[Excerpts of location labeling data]
=-=-=

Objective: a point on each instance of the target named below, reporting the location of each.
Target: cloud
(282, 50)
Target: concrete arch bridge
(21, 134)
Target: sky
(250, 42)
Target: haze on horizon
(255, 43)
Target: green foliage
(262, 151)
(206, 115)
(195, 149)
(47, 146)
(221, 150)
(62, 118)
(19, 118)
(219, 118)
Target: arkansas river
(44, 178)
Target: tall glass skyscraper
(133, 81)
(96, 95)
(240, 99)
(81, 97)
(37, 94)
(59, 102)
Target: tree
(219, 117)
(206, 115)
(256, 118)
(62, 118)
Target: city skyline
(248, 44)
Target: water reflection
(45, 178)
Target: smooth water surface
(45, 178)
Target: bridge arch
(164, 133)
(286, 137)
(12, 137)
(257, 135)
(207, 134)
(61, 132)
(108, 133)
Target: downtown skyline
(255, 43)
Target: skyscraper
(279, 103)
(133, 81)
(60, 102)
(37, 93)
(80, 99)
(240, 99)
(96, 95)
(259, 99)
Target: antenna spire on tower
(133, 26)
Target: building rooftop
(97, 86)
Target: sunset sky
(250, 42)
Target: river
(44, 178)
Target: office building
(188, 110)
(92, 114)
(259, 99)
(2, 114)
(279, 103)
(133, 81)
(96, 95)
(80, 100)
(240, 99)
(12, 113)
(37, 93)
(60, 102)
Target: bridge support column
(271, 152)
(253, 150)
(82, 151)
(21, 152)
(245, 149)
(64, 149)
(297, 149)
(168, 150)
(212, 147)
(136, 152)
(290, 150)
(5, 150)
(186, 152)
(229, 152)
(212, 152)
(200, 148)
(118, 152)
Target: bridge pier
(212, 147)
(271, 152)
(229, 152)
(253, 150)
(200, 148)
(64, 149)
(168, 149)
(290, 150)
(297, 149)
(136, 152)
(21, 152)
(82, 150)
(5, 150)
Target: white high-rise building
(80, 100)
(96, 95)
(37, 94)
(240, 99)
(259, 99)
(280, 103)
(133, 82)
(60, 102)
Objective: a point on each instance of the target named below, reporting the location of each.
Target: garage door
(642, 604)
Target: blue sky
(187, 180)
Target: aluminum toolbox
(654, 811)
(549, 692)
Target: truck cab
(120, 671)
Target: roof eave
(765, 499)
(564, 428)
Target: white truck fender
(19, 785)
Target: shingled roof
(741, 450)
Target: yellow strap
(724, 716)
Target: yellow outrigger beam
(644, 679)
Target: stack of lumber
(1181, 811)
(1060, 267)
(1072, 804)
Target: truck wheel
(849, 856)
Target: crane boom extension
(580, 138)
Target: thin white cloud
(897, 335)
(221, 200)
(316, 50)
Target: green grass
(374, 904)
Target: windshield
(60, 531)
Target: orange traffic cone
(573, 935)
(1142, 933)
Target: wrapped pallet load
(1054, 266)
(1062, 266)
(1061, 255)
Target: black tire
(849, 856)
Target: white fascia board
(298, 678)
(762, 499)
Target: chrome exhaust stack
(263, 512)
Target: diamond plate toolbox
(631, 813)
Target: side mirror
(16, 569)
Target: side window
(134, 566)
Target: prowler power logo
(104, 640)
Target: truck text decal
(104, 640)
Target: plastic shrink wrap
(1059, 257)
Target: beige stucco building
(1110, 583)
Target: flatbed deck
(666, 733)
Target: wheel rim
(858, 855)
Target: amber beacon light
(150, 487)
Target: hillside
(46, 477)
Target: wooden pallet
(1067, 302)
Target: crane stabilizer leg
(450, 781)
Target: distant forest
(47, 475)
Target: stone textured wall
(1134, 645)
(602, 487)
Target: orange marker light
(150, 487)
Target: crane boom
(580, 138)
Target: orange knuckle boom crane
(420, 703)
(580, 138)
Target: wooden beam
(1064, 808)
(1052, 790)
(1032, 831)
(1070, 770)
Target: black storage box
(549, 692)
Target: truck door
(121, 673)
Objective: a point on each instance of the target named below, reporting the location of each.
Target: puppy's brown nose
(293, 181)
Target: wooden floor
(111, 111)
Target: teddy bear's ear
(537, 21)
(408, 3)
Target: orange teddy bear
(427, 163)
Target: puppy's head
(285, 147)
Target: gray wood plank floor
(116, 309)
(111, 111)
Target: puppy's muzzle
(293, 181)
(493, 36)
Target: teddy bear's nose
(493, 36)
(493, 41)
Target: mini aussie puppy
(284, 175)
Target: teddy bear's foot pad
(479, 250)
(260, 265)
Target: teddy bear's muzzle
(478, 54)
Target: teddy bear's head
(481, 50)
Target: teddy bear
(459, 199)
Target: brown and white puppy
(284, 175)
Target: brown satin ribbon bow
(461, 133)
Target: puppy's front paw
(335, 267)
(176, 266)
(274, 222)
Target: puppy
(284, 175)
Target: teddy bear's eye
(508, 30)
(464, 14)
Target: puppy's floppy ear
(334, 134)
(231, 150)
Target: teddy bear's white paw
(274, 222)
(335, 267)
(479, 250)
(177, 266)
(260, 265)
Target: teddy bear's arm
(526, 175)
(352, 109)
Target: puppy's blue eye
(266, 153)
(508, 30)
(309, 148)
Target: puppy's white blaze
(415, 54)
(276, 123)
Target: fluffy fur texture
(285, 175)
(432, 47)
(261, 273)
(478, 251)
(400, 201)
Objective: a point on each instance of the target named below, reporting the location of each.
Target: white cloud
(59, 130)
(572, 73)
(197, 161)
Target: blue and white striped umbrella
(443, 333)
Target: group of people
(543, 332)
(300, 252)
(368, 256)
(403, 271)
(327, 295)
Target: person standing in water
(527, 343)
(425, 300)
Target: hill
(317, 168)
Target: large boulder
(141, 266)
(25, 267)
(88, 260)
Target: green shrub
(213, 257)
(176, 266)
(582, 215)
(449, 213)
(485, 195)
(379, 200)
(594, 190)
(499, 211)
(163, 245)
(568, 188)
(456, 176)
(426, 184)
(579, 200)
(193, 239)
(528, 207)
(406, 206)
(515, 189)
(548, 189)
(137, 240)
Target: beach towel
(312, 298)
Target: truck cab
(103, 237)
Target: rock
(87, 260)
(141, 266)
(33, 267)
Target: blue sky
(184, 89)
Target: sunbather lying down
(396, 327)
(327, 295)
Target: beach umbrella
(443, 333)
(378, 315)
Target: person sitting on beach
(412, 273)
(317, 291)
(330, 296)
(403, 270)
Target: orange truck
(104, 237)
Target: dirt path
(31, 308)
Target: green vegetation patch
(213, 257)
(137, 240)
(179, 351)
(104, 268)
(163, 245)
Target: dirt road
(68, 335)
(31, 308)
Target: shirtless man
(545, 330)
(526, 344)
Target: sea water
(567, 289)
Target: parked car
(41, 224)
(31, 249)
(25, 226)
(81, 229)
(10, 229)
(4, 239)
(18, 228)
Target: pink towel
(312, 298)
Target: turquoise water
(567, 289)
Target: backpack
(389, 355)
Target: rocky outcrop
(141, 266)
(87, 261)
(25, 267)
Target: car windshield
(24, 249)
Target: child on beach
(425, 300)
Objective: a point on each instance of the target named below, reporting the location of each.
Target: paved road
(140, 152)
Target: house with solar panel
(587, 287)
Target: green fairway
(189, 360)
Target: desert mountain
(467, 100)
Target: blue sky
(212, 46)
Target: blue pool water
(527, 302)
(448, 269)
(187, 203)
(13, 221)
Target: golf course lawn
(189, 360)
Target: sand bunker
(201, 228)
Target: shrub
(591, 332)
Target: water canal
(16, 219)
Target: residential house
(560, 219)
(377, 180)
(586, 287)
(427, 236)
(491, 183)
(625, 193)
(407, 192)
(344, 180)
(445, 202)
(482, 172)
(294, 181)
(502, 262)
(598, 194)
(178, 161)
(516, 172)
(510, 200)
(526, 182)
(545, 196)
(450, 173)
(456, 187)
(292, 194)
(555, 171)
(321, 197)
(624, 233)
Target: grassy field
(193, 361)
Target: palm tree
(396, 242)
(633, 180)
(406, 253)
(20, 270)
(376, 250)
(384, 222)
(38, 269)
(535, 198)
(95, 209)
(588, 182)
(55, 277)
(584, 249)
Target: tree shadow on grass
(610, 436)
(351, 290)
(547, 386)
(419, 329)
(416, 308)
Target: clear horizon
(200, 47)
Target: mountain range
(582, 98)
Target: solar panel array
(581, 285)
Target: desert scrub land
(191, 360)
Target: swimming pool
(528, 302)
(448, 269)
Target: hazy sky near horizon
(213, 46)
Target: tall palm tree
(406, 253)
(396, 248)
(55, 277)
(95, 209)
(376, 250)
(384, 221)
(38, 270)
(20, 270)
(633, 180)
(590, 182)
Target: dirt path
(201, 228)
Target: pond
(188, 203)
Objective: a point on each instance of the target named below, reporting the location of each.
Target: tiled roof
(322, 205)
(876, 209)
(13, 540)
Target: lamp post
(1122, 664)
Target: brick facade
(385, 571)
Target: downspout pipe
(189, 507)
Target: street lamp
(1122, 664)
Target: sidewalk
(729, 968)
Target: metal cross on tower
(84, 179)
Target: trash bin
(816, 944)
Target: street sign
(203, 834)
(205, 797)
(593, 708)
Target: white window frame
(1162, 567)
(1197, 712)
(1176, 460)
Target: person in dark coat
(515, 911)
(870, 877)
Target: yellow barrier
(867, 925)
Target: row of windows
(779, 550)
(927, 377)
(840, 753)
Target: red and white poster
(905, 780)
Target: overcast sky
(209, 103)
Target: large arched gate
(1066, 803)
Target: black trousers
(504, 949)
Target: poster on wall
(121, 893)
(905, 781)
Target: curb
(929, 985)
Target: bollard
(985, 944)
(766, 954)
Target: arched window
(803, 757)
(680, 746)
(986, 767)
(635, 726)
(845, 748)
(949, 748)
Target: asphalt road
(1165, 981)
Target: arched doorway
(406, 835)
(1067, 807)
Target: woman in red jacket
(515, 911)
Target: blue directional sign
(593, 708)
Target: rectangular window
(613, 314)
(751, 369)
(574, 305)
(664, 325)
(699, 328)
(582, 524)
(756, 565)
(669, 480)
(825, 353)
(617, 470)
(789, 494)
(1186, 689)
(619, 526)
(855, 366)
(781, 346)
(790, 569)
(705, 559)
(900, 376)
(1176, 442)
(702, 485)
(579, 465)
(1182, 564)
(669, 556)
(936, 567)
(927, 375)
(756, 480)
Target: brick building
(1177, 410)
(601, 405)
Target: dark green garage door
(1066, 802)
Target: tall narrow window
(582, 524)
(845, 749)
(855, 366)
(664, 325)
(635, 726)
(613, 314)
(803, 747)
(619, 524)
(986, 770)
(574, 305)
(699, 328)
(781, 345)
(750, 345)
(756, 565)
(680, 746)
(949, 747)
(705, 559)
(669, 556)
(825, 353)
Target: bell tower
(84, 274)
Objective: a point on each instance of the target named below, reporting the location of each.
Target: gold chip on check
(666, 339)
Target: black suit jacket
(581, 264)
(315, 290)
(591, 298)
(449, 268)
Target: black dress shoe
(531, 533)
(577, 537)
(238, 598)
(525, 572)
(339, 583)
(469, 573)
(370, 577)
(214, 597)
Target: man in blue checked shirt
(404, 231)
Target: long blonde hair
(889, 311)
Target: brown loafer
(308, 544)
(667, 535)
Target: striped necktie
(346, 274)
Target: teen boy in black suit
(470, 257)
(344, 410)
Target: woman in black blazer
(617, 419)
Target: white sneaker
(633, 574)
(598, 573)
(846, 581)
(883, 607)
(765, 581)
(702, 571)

=-=-=

EXERCISE AIM -
Copy the items above from the line with "Target: brick building" through the end of the items, adding 5 to every coordinate in the answers.

WORKED SOLUTION -
Target: brick building
(1182, 415)
(606, 410)
Target: dark green garage door
(1071, 807)
Target: tall narrow window
(587, 529)
(850, 754)
(860, 371)
(669, 330)
(640, 731)
(618, 319)
(808, 752)
(624, 529)
(991, 775)
(579, 310)
(704, 333)
(786, 350)
(755, 350)
(761, 570)
(685, 751)
(954, 752)
(710, 564)
(674, 561)
(830, 358)
Target: bell tower
(89, 279)
Objective: a point on each instance of the target named below, reporting the location of each.
Target: gold chip on check
(671, 344)
Target: black suit jacket
(586, 269)
(320, 295)
(596, 303)
(454, 273)
Target: black dress shoe
(536, 538)
(582, 542)
(243, 603)
(530, 577)
(344, 588)
(474, 578)
(375, 582)
(219, 602)
Target: man in blue checked shirt
(409, 236)
Target: long blonde hair
(894, 316)
Target: brown loafer
(313, 549)
(672, 540)
Target: striped necktie
(351, 279)
Target: teen boy in black suit
(475, 262)
(349, 415)
Target: woman in black blazer
(622, 424)
Target: white sneaker
(638, 579)
(603, 578)
(851, 586)
(888, 612)
(770, 586)
(707, 576)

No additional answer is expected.